(Records from a collection)
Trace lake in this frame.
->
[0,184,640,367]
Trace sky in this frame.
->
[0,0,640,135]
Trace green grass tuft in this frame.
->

* **GOAL**:
Replace each "Trace" in the listing with "Outline", and leave every other part of the lines unchanged.

* **WRITTEN REPLY**:
Outline lake in this frame.
->
[0,184,640,367]
Outline sky in this frame.
->
[0,0,640,135]
Outline green grass tuft in this frame.
->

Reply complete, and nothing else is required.